> [DOCUMENT SECTION]:
********

= Mildred Sampson =

New Zealand long-distance runner

Mildred "Millie" Sampson (born 13 February 1933) is a former New Zealand long-distance runner who held the world best in the marathon in 1964. Official memory of her performance has been muddled by poor record keeping, and the scant attention paid to women running the marathon in those early days. The International Association of Athletics Federations records her as having set a world best in the marathon on 21 July 1964, with a time of 3:19:33 in Auckland, New Zealand, however, the 21 July 1964 was a Tuesday (not a normal race day) and there is no record of a marathon being held in New Zealand on that day (see "Forgetting Millie Sampson" by Annemarie Jutel). In fact, her performance took place a month later, and was noted on the front page of the NZ Herald on 18 August.

********

> [SET PROBLEM]:
Answer these questions using the text about Mildred Sampson:
(a) On what date was she born?
(b) What marathon time does the International Association of Athletics Federations record for her?
(c) Which newspaper noted her performance on its front page?
The data that follows was taken from a separate source.

> [RECORD LIST]:
********

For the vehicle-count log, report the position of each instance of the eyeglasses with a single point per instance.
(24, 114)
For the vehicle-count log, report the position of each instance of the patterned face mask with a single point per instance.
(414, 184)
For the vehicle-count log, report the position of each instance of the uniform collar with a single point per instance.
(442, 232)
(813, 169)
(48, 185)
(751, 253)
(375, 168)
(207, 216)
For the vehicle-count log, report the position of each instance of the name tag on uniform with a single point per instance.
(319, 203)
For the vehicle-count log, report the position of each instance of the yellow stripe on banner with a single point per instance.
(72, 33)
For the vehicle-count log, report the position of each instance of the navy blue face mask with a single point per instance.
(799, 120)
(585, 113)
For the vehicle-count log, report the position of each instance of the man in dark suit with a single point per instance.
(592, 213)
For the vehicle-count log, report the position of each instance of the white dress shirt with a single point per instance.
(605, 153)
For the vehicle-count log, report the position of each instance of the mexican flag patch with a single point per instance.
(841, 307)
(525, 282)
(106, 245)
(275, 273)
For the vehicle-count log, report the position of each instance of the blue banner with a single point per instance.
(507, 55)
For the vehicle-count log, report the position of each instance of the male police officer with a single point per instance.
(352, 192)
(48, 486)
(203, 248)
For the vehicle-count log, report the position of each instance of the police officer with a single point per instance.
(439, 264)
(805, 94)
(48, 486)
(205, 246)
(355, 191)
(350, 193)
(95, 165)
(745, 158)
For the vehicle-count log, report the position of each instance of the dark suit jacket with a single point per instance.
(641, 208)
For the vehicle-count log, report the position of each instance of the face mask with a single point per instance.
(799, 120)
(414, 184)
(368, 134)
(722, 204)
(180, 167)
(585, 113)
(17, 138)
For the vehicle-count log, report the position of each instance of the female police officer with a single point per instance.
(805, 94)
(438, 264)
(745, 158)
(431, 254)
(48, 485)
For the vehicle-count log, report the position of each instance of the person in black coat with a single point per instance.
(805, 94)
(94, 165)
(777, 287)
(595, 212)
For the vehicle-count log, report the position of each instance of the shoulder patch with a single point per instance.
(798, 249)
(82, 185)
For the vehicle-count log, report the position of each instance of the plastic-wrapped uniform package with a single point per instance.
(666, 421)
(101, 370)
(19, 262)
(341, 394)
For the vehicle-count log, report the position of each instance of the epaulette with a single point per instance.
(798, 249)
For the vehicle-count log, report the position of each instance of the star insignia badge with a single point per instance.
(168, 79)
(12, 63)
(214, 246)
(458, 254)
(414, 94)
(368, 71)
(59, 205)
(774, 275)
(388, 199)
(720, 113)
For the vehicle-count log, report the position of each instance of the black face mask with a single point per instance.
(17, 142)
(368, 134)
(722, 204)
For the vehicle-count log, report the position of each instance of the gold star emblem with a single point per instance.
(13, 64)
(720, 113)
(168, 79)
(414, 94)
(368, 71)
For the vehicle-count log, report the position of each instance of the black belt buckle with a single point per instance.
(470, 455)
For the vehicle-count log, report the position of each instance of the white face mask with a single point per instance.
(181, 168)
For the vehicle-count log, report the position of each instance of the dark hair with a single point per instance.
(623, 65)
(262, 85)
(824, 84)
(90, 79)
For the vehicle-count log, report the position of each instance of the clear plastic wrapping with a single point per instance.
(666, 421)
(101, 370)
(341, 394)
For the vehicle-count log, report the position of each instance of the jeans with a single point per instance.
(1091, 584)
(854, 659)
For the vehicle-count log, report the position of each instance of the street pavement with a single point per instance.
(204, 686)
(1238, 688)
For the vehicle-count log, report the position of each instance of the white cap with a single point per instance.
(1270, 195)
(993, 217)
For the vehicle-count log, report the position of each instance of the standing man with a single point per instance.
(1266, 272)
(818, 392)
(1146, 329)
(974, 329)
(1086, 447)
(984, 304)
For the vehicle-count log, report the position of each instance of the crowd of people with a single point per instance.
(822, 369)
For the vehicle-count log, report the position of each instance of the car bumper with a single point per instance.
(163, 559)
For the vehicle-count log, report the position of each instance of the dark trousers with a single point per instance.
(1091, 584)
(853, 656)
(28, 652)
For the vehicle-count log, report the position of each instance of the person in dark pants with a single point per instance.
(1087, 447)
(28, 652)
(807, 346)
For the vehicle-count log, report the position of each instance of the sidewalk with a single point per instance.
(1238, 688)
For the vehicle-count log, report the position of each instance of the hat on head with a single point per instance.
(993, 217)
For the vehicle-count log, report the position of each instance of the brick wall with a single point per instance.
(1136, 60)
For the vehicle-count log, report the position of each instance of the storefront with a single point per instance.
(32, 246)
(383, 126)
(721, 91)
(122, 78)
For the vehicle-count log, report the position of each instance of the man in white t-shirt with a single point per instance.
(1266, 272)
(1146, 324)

********

> [EXERCISE RESPONSE]:
(a) 13 February 1933
(b) 3:19:33
(c) The NZ Herald